===== EXTRAHIERTER TEXT

Philipp Kuhn ist einer von etwa 200 Mitgliedern des Verbands Deutscher Prädikatsweingüter (VDP), der bereits 2021 auf einer Mitgliederveranstaltung beschlossen hat, dass alle Betriebe sich bis ins Jahr 2025 einer nachhaltigen Zertifizierung unterziehen, mit der der Verband den Grundstein für die „Agenda 2025“ legen möchte. Sie soll „in sozialer, ökonomischer und ökologischer Hinsicht eine nachhaltige Zukunft aller VDP.Mitglieder“ sicherstellen, wie der VDP schreibt. Für eine Vielzahl von Betrieben treffe dies jedoch schon zu, berichtet der VDP: So werde bereits „ein Fünftel der deutschen Öko-Weinbaufläche von einem Viertel der Mitglieder des VDP bewirtschaftet, einige davon arbeiten gar nach biodynamischen Richtlinien, 30 % der Rebfläche ist schon jetzt nachhaltig zertifiziert.“

Nachhaltigkeit

Klimaschutz bedeutet nicht nur die Verringerung der Emission schädlicher Gase in die Atmosphäre, sondern betrifft neben ökologischen auch soziale und ökonomische Aspekte. Die Erstellung einer Emissionsbilanz ist dann eingebunden in ein umfassenderes Konzept von Nachhaltigkeit. Helena Ponstein bemerkt in diesem Zusammenhang: „Tatsächlich kommt es regelmäßig zu einem Spannungsfeld zwischen Klimaschutzzielen, Fragen der sozialen Gerechtigkeit, ökonomischer Machbarkeit und anderen ökologischen Zielsetzungen, wie die effiziente Nutzung von Wasserressourcen und Biodiversität. Klimaschutzlösungen im Sinne der Nachhaltigkeit berücksichtigen folglich diese Wechselwirkungen.“

In Deutschland hat das Deutsche Institut für Nachhaltige Entwicklung (DINE) das erste Siegel für nachhaltigen Wein FairChoice genannt, entwickelt. (Ansonsten zertifiziert auch Fair`n Green nachhaltig wirtschaftende Weinbaubetriebe.) Damit soll Wein als ökologisch verträglich, sozial gerecht und ökonomisch tragfähig produziert gekennzeichnet werden – also als ein „durchweg nachhaltiger Wein“, wie DINE schreibt. Das Siegel umfasst, so schreibt DINE weiters, neben Kriterien für umweltschonenden Weinbau von verschiedenen Bioverbänden insbesondere auch 44 messbare und für die Weinerzeugung relevante Kriterien aus den Bereichen Ökologie, Ökonomie und Soziales, die aus international anerkannten Rahmenwerken für Nachhaltigkeit wie dem UN Global Compact und der Global Reporting Initiative ausgewählt wurden. Maßgeblich für die Erstellung der Emissionsbilanz als einem Kriterium für das Siegel ist auch hier das Greenhouse Gas Protocol sowie das International Wine Carbon Calculator Protocol. Die Auswertung der ökonomischen Kriterien erfolgt in Zusammenarbeit mit der Hochschule Geisenheim.

==========
===== INHALT DER DATENSÄTZE

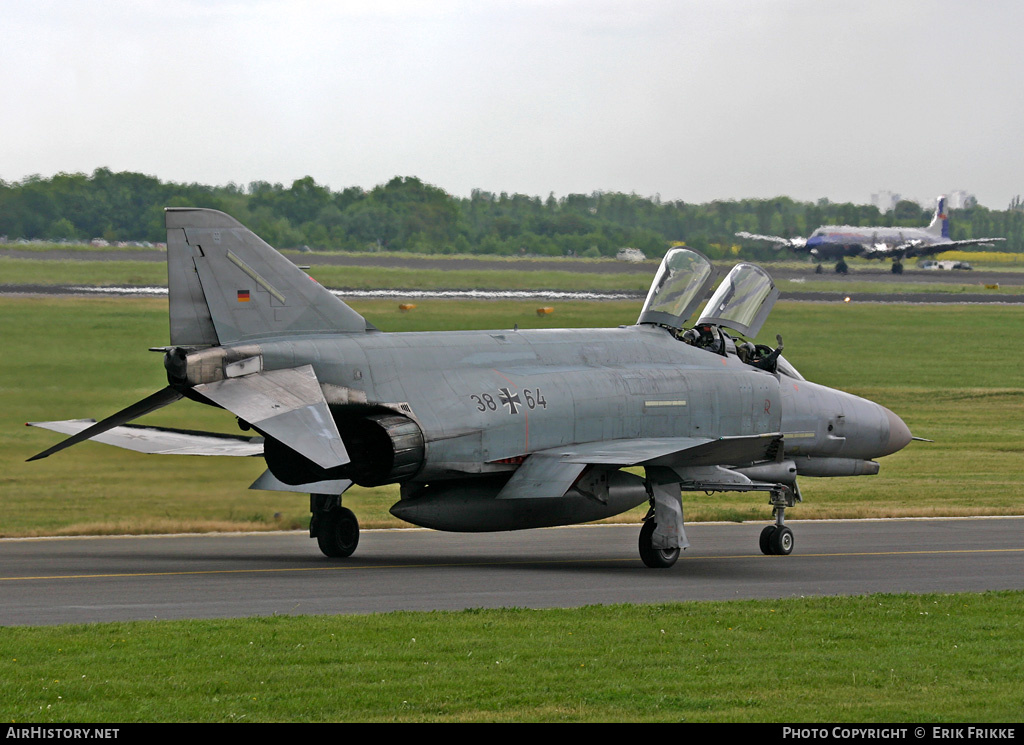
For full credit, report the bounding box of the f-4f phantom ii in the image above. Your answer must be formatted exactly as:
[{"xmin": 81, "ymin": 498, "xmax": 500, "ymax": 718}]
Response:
[
  {"xmin": 736, "ymin": 196, "xmax": 1006, "ymax": 274},
  {"xmin": 32, "ymin": 208, "xmax": 912, "ymax": 567}
]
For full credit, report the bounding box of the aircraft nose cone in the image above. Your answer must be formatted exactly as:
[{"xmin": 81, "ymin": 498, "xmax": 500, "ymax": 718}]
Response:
[{"xmin": 881, "ymin": 406, "xmax": 913, "ymax": 455}]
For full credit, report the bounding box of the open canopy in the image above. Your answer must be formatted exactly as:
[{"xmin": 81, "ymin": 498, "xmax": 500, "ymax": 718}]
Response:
[
  {"xmin": 637, "ymin": 247, "xmax": 716, "ymax": 330},
  {"xmin": 697, "ymin": 264, "xmax": 778, "ymax": 339}
]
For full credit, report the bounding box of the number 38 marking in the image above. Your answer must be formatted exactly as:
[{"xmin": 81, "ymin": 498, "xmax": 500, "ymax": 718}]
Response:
[{"xmin": 470, "ymin": 388, "xmax": 548, "ymax": 414}]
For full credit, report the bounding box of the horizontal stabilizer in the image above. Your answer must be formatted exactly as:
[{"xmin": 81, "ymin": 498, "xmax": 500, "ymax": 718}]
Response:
[
  {"xmin": 29, "ymin": 387, "xmax": 181, "ymax": 461},
  {"xmin": 29, "ymin": 420, "xmax": 263, "ymax": 456},
  {"xmin": 193, "ymin": 364, "xmax": 351, "ymax": 469}
]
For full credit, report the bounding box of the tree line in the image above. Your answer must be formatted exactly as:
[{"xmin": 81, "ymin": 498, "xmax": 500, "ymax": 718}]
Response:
[{"xmin": 0, "ymin": 168, "xmax": 1024, "ymax": 259}]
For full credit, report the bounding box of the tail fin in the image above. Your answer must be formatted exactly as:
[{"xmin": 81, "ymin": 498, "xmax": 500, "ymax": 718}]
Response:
[
  {"xmin": 165, "ymin": 207, "xmax": 374, "ymax": 346},
  {"xmin": 925, "ymin": 196, "xmax": 949, "ymax": 238}
]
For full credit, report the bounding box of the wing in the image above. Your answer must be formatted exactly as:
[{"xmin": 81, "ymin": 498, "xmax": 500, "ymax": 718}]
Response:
[
  {"xmin": 28, "ymin": 420, "xmax": 263, "ymax": 456},
  {"xmin": 498, "ymin": 433, "xmax": 782, "ymax": 499},
  {"xmin": 736, "ymin": 230, "xmax": 807, "ymax": 249},
  {"xmin": 892, "ymin": 238, "xmax": 1006, "ymax": 259}
]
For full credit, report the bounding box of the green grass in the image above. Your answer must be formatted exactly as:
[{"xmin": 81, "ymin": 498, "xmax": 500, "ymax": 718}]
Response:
[
  {"xmin": 0, "ymin": 593, "xmax": 1024, "ymax": 724},
  {"xmin": 0, "ymin": 298, "xmax": 1024, "ymax": 535},
  {"xmin": 0, "ymin": 254, "xmax": 1022, "ymax": 297}
]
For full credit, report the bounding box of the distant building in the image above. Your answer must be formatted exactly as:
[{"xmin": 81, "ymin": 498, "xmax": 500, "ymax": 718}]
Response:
[{"xmin": 946, "ymin": 189, "xmax": 978, "ymax": 210}]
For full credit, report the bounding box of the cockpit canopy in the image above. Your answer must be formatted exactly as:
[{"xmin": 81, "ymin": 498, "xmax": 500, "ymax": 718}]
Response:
[{"xmin": 637, "ymin": 247, "xmax": 716, "ymax": 331}]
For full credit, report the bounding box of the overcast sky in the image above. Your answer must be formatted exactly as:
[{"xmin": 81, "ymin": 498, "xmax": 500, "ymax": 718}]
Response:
[{"xmin": 0, "ymin": 0, "xmax": 1024, "ymax": 210}]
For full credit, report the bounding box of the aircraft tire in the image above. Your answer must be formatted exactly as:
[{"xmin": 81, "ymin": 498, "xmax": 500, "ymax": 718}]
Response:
[
  {"xmin": 316, "ymin": 508, "xmax": 359, "ymax": 559},
  {"xmin": 639, "ymin": 520, "xmax": 679, "ymax": 569},
  {"xmin": 769, "ymin": 526, "xmax": 794, "ymax": 556}
]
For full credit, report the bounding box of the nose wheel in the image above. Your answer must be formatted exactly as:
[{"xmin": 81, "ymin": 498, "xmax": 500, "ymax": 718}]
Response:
[
  {"xmin": 758, "ymin": 490, "xmax": 794, "ymax": 556},
  {"xmin": 759, "ymin": 525, "xmax": 793, "ymax": 556}
]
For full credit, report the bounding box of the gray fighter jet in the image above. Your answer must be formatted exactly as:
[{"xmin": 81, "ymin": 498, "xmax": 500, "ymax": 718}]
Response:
[{"xmin": 31, "ymin": 208, "xmax": 912, "ymax": 567}]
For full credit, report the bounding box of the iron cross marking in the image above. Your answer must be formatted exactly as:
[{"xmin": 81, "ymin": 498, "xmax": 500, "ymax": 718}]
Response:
[{"xmin": 499, "ymin": 388, "xmax": 522, "ymax": 413}]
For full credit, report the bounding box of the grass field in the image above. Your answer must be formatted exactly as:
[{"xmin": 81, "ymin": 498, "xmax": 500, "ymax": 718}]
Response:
[
  {"xmin": 0, "ymin": 593, "xmax": 1024, "ymax": 724},
  {"xmin": 0, "ymin": 254, "xmax": 1022, "ymax": 296}
]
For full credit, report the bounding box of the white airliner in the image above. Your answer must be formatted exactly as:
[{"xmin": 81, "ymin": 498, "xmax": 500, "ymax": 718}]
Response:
[{"xmin": 736, "ymin": 196, "xmax": 1006, "ymax": 274}]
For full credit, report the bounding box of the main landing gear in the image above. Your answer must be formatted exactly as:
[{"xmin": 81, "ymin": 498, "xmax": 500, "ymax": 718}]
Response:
[
  {"xmin": 309, "ymin": 494, "xmax": 359, "ymax": 559},
  {"xmin": 639, "ymin": 518, "xmax": 679, "ymax": 569}
]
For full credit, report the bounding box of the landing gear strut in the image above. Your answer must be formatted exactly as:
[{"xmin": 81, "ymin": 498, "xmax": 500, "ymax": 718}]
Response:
[
  {"xmin": 309, "ymin": 494, "xmax": 359, "ymax": 559},
  {"xmin": 640, "ymin": 517, "xmax": 679, "ymax": 569},
  {"xmin": 639, "ymin": 480, "xmax": 689, "ymax": 569},
  {"xmin": 758, "ymin": 493, "xmax": 794, "ymax": 556}
]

==========

### GESTELLTE AUFGABE
Beantworten Sie die folgenden Fragen zum extrahierten Text und kennzeichnen Sie Ihre Antworten entsprechend mit (a), (b) und (c):
(a) Bis zu welchem Jahr sollen sich alle Betriebe des VDP einer nachhaltigen Zertifizierung unterziehen?
(b) Wie heißt das erste Siegel für nachhaltigen Wein, das das DINE entwickelt hat?
(c) In Zusammenarbeit mit welcher Hochschule erfolgt die Auswertung der ökonomischen Kriterien?

### ALS ANTWORT
(a) Bis ins Jahr 2025.
(b) FairChoice.
(c) Mit der Hochschule Geisenheim.